• **PROMPT**
Your task is to return, word for word, only the lines from the line with "The function MUST provide one point per instance of the stair" through the close of the data. Exclude all pictures.

····················

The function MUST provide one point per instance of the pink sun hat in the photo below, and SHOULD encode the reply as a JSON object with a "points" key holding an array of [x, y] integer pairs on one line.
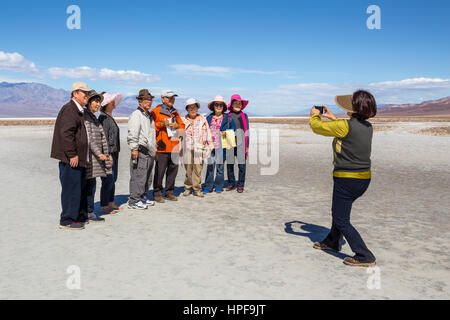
{"points": [[238, 98], [108, 98]]}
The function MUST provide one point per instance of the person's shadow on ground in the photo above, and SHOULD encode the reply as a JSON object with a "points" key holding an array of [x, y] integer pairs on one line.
{"points": [[314, 232], [122, 199]]}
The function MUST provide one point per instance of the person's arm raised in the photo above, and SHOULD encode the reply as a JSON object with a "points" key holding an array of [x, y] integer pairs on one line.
{"points": [[337, 128]]}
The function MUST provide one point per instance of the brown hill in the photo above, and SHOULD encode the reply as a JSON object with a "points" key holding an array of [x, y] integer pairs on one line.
{"points": [[439, 107]]}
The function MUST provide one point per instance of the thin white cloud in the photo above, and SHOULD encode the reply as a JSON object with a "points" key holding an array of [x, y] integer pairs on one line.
{"points": [[93, 74], [309, 86], [17, 63], [194, 70]]}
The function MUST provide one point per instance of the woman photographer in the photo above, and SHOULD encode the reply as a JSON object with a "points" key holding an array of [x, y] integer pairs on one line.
{"points": [[352, 169]]}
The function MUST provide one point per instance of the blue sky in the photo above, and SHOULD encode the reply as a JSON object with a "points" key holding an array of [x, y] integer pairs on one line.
{"points": [[282, 55]]}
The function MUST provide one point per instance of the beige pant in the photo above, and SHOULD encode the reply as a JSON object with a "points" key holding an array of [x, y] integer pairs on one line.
{"points": [[193, 173]]}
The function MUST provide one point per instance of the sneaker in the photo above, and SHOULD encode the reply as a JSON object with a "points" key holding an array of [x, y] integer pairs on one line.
{"points": [[322, 246], [138, 206], [114, 206], [95, 218], [199, 194], [355, 263], [73, 226], [230, 187], [171, 197]]}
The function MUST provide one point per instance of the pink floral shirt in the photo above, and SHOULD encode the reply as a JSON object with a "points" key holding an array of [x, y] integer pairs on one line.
{"points": [[215, 131]]}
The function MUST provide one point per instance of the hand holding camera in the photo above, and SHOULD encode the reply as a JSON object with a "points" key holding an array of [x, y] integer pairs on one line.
{"points": [[323, 111]]}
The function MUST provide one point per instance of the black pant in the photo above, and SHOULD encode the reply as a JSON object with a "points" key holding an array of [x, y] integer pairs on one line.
{"points": [[73, 199], [345, 192], [108, 189], [166, 164]]}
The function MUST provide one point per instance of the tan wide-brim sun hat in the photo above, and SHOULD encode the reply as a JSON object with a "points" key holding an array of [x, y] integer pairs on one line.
{"points": [[345, 102]]}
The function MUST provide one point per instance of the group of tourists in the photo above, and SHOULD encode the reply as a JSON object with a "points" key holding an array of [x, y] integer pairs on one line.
{"points": [[88, 148]]}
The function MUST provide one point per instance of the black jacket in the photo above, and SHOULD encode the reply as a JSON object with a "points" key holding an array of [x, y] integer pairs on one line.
{"points": [[70, 136]]}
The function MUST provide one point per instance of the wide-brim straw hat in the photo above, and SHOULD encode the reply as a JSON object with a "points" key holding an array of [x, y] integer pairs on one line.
{"points": [[79, 85], [94, 94], [192, 101], [144, 94], [217, 99], [237, 98], [109, 97], [345, 102]]}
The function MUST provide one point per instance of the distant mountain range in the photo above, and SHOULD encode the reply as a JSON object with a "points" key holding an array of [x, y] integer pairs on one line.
{"points": [[23, 100], [427, 108]]}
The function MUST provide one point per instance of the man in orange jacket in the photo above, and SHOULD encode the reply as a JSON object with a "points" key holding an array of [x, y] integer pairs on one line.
{"points": [[168, 126]]}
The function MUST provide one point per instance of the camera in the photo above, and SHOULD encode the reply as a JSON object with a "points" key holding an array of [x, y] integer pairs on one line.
{"points": [[320, 108]]}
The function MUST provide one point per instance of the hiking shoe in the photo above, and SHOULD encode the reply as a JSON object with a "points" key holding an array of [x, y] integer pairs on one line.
{"points": [[322, 246], [138, 206], [199, 194], [355, 263], [73, 226], [95, 218], [108, 210], [230, 187], [171, 197]]}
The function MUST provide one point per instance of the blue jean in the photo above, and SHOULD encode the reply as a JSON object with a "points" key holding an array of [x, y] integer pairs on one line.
{"points": [[345, 192], [72, 185], [215, 162], [108, 189], [91, 187]]}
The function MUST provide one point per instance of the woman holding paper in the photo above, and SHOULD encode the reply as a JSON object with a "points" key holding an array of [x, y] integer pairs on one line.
{"points": [[196, 147], [222, 130]]}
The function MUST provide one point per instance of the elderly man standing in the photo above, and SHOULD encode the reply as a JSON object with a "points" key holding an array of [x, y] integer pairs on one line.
{"points": [[167, 122], [141, 140], [71, 147]]}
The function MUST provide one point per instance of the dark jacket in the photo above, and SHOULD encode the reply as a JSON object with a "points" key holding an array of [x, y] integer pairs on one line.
{"points": [[70, 136], [112, 132], [97, 146]]}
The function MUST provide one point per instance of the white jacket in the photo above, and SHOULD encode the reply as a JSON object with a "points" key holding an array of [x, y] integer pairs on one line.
{"points": [[141, 131]]}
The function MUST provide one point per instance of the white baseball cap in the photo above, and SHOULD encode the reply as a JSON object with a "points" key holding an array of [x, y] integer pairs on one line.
{"points": [[168, 94]]}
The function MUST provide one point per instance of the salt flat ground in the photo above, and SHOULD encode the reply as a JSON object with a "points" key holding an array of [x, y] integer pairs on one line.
{"points": [[257, 245]]}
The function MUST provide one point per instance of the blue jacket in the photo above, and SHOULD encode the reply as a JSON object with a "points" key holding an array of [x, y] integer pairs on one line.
{"points": [[227, 122]]}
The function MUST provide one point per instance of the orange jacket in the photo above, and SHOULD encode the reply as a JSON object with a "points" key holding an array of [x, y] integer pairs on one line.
{"points": [[163, 142]]}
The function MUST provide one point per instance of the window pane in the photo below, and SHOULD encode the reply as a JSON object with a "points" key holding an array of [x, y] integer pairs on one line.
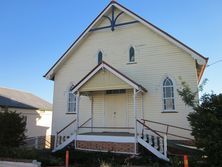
{"points": [[72, 103], [131, 54], [169, 104], [168, 95]]}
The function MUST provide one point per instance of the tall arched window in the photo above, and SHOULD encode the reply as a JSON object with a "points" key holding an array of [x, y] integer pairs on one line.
{"points": [[71, 102], [131, 54], [100, 57], [168, 95]]}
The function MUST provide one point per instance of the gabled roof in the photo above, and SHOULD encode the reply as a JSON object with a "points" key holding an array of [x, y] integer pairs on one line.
{"points": [[104, 65], [19, 99], [198, 57]]}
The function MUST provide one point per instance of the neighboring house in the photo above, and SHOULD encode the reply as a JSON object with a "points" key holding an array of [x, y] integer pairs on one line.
{"points": [[120, 73], [37, 112]]}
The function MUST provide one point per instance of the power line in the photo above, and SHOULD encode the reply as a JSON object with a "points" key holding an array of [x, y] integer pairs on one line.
{"points": [[218, 61]]}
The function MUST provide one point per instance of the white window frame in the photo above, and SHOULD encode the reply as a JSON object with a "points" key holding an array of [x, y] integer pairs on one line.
{"points": [[69, 109], [172, 97], [129, 55]]}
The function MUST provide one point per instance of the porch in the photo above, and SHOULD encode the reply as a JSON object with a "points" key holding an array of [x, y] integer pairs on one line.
{"points": [[109, 109]]}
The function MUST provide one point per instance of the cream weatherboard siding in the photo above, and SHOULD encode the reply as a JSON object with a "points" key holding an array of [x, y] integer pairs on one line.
{"points": [[104, 80], [155, 59]]}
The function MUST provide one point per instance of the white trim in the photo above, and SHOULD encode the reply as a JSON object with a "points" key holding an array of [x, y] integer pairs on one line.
{"points": [[174, 93], [135, 117], [115, 139], [120, 152], [102, 65], [192, 53]]}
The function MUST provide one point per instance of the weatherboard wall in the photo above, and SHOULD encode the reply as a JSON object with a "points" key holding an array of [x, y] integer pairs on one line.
{"points": [[156, 58]]}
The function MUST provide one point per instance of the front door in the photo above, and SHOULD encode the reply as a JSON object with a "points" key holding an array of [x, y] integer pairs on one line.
{"points": [[115, 111]]}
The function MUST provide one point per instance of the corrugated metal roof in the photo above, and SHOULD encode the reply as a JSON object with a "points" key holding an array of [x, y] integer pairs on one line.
{"points": [[20, 99]]}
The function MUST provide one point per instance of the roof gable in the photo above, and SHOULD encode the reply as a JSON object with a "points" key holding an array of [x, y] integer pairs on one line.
{"points": [[202, 61], [121, 78]]}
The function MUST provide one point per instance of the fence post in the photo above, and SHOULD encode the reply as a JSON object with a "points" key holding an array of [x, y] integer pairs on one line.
{"points": [[67, 158], [36, 142], [165, 145]]}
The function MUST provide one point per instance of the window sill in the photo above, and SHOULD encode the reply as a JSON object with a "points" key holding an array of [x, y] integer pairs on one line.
{"points": [[170, 111], [131, 63], [71, 113]]}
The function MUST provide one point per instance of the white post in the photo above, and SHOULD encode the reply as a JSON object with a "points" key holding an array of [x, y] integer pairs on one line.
{"points": [[36, 142], [77, 119], [135, 116], [56, 140], [91, 113], [165, 145], [142, 105], [77, 110]]}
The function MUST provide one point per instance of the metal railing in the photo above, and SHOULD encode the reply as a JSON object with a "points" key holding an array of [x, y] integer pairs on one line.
{"points": [[168, 126], [152, 137], [59, 139]]}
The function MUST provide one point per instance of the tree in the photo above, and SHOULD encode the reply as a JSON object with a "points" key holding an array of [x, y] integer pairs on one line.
{"points": [[206, 123], [13, 127]]}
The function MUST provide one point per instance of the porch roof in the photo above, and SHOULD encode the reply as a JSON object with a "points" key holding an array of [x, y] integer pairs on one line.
{"points": [[113, 71]]}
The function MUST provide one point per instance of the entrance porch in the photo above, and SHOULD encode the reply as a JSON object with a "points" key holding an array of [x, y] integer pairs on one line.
{"points": [[109, 107]]}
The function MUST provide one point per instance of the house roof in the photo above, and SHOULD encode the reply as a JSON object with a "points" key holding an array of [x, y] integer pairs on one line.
{"points": [[19, 99], [198, 57], [104, 65]]}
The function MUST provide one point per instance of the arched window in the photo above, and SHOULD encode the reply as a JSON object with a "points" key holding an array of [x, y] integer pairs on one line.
{"points": [[100, 57], [71, 102], [131, 54], [168, 95]]}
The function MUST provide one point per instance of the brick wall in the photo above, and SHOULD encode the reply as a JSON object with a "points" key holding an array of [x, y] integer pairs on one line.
{"points": [[106, 146]]}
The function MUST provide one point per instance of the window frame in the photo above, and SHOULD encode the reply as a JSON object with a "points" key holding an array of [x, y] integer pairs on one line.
{"points": [[69, 103], [172, 92], [131, 51], [99, 57]]}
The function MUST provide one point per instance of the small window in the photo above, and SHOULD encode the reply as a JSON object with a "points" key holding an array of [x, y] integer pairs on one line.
{"points": [[72, 103], [100, 57], [131, 54], [168, 95]]}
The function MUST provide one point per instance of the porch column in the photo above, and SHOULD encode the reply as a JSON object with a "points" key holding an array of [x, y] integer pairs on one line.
{"points": [[91, 113], [77, 110], [135, 116], [77, 118]]}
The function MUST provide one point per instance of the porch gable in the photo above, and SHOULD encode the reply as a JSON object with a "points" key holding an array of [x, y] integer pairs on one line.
{"points": [[106, 77]]}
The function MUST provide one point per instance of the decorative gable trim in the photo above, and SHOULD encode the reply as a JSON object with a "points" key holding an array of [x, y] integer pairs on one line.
{"points": [[200, 59], [104, 65]]}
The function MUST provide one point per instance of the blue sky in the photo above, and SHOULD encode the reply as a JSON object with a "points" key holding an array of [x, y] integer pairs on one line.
{"points": [[35, 33]]}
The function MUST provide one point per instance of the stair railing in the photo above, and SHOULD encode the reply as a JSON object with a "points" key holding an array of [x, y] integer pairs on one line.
{"points": [[168, 126], [152, 137], [60, 139]]}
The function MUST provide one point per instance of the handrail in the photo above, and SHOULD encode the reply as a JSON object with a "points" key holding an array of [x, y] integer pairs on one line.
{"points": [[85, 122], [100, 127], [171, 134], [66, 126], [155, 132], [166, 124]]}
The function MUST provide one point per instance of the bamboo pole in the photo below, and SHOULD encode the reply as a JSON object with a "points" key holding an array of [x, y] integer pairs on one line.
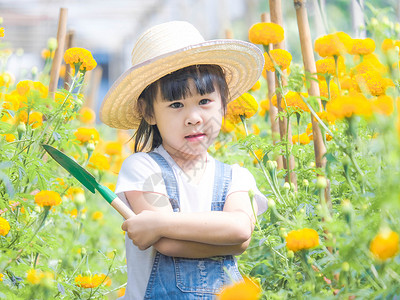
{"points": [[309, 66], [275, 7], [273, 111], [58, 55], [69, 42]]}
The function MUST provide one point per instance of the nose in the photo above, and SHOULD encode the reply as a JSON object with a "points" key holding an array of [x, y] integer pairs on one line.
{"points": [[193, 118]]}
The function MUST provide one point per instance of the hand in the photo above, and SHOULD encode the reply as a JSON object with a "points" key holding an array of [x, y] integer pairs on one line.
{"points": [[144, 229]]}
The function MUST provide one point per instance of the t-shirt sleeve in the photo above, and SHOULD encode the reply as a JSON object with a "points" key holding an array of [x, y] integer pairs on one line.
{"points": [[139, 172], [243, 180]]}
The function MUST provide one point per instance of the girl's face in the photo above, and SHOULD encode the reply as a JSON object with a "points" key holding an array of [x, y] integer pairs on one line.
{"points": [[188, 126]]}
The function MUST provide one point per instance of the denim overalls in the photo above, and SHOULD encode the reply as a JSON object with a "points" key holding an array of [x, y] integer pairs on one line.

····················

• **RESPONSE**
The function MUST provide one point per instance of the stair railing in the photo above, and SHOULD encode the reply as a JSON object with a "points" key holding an array of [x, y] integer pairs on one line.
{"points": [[168, 126], [152, 137], [60, 139]]}
The function MUST provide one point per instance of the handrail in the photo above, and SHOULD encode the reply as a JSON object with a "points" key holding an array of [x, y] integer pairs on one line.
{"points": [[85, 122], [100, 127], [171, 134], [66, 126], [155, 132], [166, 124]]}
The function MUST provide one point per instance of the bamboo pole in the photo below, and SHOULD encode the reply as a JSON object with a "points" key holding an array of [x, y] integer pairs on one line.
{"points": [[309, 66], [275, 7], [273, 111], [58, 55], [69, 42]]}
The function MUST provide one point per instance of the nose in the photo above, and SHOULD encode the reply as a JSON object with a "points" key holding an array of [x, y] integer pairs on one line.
{"points": [[193, 118]]}
The function MUST provide one point per instance of the hand in the photo above, and SHOULD encode the reply as a JSON object with a "points" key holding an array of [x, y] integer pairs on one line.
{"points": [[144, 229]]}
The function MUST provide one point per instance of the t-shirt sleeve in the photo above, and SHOULD encode the reply as a JSON object with a "points" key holding an array of [x, y] integer pairs on one line.
{"points": [[139, 172], [243, 180]]}
The function MUST provide one point per instance of the girl's face in the photo above, and SHOULD encode the reply as a JSON object with a "points" key holding an array of [x, y] integer pairs on one line.
{"points": [[188, 126]]}
The function MUST provide one point per instance of the denim overalls in the photo above, and SHOULD encode the reply as a JSON object with a "points" key holding an array of [x, y] integer pairs on one line.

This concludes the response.